▼

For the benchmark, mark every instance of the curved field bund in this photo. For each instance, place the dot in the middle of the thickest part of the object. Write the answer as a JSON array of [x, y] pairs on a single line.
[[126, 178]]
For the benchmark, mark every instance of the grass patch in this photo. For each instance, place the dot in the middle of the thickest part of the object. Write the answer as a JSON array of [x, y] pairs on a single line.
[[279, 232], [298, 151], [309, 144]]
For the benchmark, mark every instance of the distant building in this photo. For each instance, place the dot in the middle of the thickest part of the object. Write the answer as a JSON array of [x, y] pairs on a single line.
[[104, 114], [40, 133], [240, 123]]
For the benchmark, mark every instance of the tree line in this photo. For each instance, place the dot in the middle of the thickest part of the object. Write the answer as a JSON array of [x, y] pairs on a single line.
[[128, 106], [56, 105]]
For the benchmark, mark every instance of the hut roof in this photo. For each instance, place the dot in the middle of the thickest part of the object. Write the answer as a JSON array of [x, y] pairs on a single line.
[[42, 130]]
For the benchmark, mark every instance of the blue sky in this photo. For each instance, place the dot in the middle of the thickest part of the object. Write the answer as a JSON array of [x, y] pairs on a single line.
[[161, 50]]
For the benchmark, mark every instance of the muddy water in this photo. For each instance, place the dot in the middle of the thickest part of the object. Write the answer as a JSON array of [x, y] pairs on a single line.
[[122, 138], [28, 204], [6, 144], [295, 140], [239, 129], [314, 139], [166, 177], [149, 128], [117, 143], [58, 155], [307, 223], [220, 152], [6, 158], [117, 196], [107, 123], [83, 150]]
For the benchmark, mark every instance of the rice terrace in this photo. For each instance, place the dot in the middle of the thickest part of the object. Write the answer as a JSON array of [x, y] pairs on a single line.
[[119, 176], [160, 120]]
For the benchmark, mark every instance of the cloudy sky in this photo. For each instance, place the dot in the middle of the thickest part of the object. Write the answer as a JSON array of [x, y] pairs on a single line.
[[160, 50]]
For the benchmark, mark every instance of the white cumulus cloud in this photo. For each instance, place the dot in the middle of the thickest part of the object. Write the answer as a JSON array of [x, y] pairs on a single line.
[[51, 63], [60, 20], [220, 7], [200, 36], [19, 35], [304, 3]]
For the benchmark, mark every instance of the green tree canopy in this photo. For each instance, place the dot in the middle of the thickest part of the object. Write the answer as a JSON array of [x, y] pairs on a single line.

▲

▸ Task
Retype all of the lines above without changing anything.

▸ Completed task
For the benchmark, mark every instance of the curved field bund in this photo. For each instance, place the dot in the middle of the thickest part of the object. Write the answer as a JSON array of [x, y] pairs on a single line.
[[126, 178]]
For the benchmark, mark every instance of the grass patch in this photo. For each instance, place the dot in the middle of the thickest part of the object. Write the answer as a JSON array of [x, y] pairs on a single line.
[[279, 232], [298, 151], [309, 144]]
For the benchmark, mark every instance of the distant building in this photo. For each instance, place the dot in the middle of the thickest part of the object. Write the answer as a JSON array of [x, y] pairs on a single line.
[[104, 114], [40, 133], [240, 123]]
For the benchmark, mark every instance of the tree line in this photo. For each instance, place the dot in the middle of the thickest part of the object. Write the answer as a JSON array of [x, y] pairs on a single line.
[[128, 106], [56, 105]]
For the benchmark, mark every instance of the hut roof in this photo. For each instance, place the dot in the middle of the thickest part of the object. Write the answer as a JSON array of [x, y] pairs on a single line.
[[42, 130]]
For the benchmark, mark every instance of the blue sky in this photo. For each instance, place the dot in the middle of the thickest part of the object. Write the answer as a JSON array of [x, y] pairs on a single line.
[[161, 50]]
For the benchmark, mark every instance of the muddy water in this photo. For each instance, place the dot in the middle of the thickest part of the object. Write the answer as a JSON array of [x, y] pairs on a single line.
[[122, 138], [28, 204], [6, 144], [295, 140], [239, 129], [314, 139], [166, 177], [149, 128], [117, 143], [58, 155], [307, 223], [220, 152], [6, 158], [117, 196], [107, 123], [83, 150]]
For the benchmark, mark every instance of the rice terrace in this photo. For each instance, place the dot in the middle of the thickest part of the object. Write the answer as a JSON array of [x, y] pairs on a single line.
[[119, 176], [160, 120]]
For the benchmark, mark every instance of the cloudy sky in this photo. For each instance, place the dot in the middle of the thickest part of the object. Write the answer as a JSON array of [x, y] pairs on a single line.
[[160, 50]]
For the benchmark, mark every instance of the white cumulus cloud in this photo. For each instance, place the dot in the middle of the thickest part of the object. Write the answer as a JSON array of [x, y] pairs on a single line.
[[51, 63], [60, 20], [220, 7], [200, 36], [19, 35], [304, 3]]
For the benchmark, mark every instance of the green tree canopy in this photo. For each instance, place the dot in the middle of the thickest part of the object. Write the answer as a JSON array of [x, y] pairs on a single line.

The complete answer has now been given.